Location labeling records
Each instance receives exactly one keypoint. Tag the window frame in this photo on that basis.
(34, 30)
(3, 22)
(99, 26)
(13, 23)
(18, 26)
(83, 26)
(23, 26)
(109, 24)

- _Task prompt_
Retype all of the material, keeping each line exact.

- _Exercise solution_
Each instance receives exactly one keypoint. Tag the window frame in this photo on that basis.
(34, 30)
(3, 22)
(99, 26)
(13, 23)
(18, 26)
(83, 26)
(23, 26)
(109, 24)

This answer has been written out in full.